**Texte à lire**
Programme de ré-appropriation de ce corps jusqu’alors en service commandé, profondément transformé. Enveloppe corporelle étonnante, certes sienne, qui s’est révélée un brin étrangère pendant le long événement. Attention : dissociation possible. Le corps a en effet logé pendant des mois un ou une petite habitante, puis a dirigé tant bien que mal sa sortie au grand air, s’imprégnant de quelques séquelles et traumatismes. Une nouvelle mère, propulsée immédiatement dans le soin au bébé alors qu’elle-même ne peut que chercher à s’apprivoiser à nouveau, devra veiller, écouter, s’inquiéter et adopter le comportement juste et rassurant. Faire face, dans sous ses états quels qu’ils soient. Seule le jour, pendant de très looooongues semaines, passées étonnamment vite lorsque réapparaît au calendrier la date du premier jour retravaillé. Un jeune informaticien, surnommé Naro Sinarpad, a réclamé en ligne un congé paternité de quatre semaines, contre onze jours aujourd’hui. Il témoigne, empathique et indigné : «En pratique, ça signifie qu’en moins de deux semaines, le deuxième parent laisse sa femme et repart travailler… Et peu importe si l’accouchement a été traumatisant, peu importe si l’enfant est encore en couveuse, peu importe si la mère est en état de s’occuper de l’enfant»[i] .
Cette période est aussi celle des séances de rééducation, dont les rendez-vous ne coïncident pas avec les besoins de l’enfant, amenant chaque mère à un haut niveau de compétences en acrobaties logistiques, en gestion de culpabilité et de fatigue accumulée. Les frères et sœurs existant dans le paysage, selon leur degré d’autonomie, procurent également leur lot de (pré)occupations. Un mois en une fois, à prendre par le père dès la naissance, semble un minimum pour un accueil conjoint et serein du nourrisson. Encore mieux serait d’amener à six semaines cette durée, comme le réclame Titiou Lecoq dans son article cité.

**Données à analyser**
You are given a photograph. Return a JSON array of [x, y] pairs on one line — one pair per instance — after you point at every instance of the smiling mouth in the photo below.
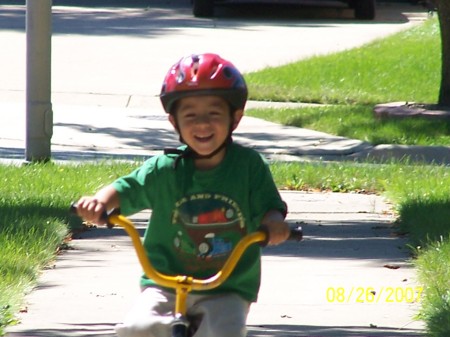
[[204, 139]]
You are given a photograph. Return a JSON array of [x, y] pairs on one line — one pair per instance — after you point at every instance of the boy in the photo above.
[[204, 197]]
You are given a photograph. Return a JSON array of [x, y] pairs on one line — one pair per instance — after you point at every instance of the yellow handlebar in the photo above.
[[188, 282]]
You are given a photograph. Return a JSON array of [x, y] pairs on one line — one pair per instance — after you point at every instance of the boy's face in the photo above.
[[204, 122]]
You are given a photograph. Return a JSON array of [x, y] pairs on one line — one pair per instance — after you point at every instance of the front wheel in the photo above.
[[364, 9], [203, 8]]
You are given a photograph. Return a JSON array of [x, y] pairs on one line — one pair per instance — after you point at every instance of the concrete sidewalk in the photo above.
[[91, 133], [349, 249], [106, 76], [108, 64]]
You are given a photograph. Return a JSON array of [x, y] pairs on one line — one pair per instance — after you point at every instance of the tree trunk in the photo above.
[[443, 7]]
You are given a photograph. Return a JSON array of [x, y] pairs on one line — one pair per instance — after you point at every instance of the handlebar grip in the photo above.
[[296, 233], [105, 215]]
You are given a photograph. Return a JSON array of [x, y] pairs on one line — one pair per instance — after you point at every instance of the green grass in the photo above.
[[34, 220], [403, 67], [434, 267]]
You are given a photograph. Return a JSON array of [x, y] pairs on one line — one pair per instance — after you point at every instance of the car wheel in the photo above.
[[203, 8], [364, 9]]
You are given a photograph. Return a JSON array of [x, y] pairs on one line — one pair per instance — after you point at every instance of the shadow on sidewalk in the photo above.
[[107, 330], [328, 331]]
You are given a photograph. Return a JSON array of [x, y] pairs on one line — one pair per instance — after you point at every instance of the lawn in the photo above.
[[34, 199]]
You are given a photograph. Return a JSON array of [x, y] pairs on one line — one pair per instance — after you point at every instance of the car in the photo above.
[[364, 9]]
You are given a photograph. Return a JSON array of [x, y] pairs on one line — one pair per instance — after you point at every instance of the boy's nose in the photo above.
[[202, 119]]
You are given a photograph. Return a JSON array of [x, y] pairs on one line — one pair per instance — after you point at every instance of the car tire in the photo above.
[[203, 8], [364, 9]]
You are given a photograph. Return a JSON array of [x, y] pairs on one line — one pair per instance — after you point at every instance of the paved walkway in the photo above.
[[106, 75], [349, 249], [108, 64]]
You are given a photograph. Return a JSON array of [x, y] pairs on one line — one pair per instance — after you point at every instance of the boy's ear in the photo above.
[[237, 117], [173, 122]]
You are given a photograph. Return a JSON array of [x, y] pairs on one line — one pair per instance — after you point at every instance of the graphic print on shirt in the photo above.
[[208, 227]]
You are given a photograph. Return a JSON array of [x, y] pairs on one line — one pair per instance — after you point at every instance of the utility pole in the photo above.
[[39, 114]]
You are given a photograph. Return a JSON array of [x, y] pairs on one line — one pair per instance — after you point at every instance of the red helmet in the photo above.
[[203, 74]]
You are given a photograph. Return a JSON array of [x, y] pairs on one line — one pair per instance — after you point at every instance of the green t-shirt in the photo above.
[[199, 216]]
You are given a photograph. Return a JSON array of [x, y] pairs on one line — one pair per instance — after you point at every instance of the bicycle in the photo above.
[[184, 284]]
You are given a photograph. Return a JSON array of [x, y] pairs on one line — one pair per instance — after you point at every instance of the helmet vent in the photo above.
[[228, 72]]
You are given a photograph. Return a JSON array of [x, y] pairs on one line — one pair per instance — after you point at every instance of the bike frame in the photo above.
[[184, 284]]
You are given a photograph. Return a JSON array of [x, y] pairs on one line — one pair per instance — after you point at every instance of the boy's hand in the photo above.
[[91, 210]]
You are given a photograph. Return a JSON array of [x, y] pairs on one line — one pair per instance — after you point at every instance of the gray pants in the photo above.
[[217, 316]]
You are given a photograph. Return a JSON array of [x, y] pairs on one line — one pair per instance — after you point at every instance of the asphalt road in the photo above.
[[118, 56]]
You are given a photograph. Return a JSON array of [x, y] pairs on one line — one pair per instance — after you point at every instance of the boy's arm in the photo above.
[[278, 229], [91, 208]]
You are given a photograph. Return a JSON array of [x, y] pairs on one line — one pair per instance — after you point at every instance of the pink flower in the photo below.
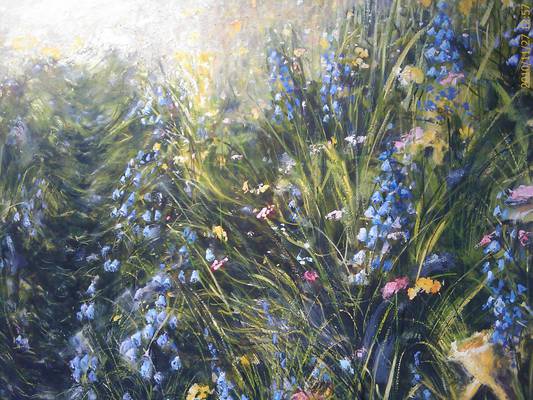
[[217, 264], [394, 286], [452, 78], [334, 215], [523, 236], [300, 395], [266, 212], [310, 276], [485, 240], [521, 194]]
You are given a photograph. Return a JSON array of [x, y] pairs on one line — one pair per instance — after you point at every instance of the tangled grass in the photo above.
[[324, 247]]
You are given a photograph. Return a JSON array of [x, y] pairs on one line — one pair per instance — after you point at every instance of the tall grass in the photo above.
[[263, 323]]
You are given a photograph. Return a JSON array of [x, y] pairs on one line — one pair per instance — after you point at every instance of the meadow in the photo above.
[[362, 231]]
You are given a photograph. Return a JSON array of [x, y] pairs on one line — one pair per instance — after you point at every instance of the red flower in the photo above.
[[523, 236], [217, 264], [266, 212], [394, 287]]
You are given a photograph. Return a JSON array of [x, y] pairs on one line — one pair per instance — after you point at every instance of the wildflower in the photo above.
[[146, 368], [394, 287], [426, 285], [22, 343], [111, 266], [190, 235], [220, 233], [361, 278], [334, 215], [524, 237], [195, 277], [175, 363], [198, 392], [266, 212], [310, 276], [520, 195], [346, 365], [410, 74], [485, 240], [217, 264]]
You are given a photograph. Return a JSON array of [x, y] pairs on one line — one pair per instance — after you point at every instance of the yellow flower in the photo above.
[[427, 285], [411, 74], [412, 292], [466, 132], [198, 392], [220, 233]]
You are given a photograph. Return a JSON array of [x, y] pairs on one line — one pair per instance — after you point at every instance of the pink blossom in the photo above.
[[394, 286], [217, 264], [485, 240], [334, 215], [266, 212], [521, 193], [300, 395], [452, 78], [523, 236], [310, 276]]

**Consigne**
Poursuivez le texte sur l'après-accouchement et le congé paternité à partir de sa dernière phrase. Les items ne sont pas nécessaires pour ce travail.

**Résultat de l'exercice**
. Partager les tâches ménagères
Deuxièmement, il s’agit d’ancrer à ce moment-là de nouvelles habitudes, intégrant la prise en charge des tâches consécutives à la naissance. Etant donnée la multitude de changements à appréhender pendant le premier mois de l’enfant, dont les besoins, horaires de repas et de sommeil, taille de couches ou de vêtements et autres équipements évoluent assez vite, l’adaptation conjointe en temps réel des deux parents faciliterait un dialogue à partir d’une réalité partagée et vécue. Qui peut affirmer que les mères apprécient ces multiples activités quotidiennes créées par l’arrivée d’un ou d’une nouvelle née ? Personne. Elles le font parce que c’est la vie. Elles l’ont pour la plupart anticipé, voulu. La plupart d’entre elles s’exécutent, socialisées pour, assignées à ce rôle. Parce que seules sur la piste. Parce qu’elles ont un être immensément vulnérable auprès d’elles, dont la vie, le bien-être et le développement dépendent d’elles. Et parce que le lien affectif créé avec l’enfant leur semble récompenser cette servitude[1]. Parfois, elles n’y parviennent pas, en souffrent. Parfois, c’est trop difficile, dans telle situation.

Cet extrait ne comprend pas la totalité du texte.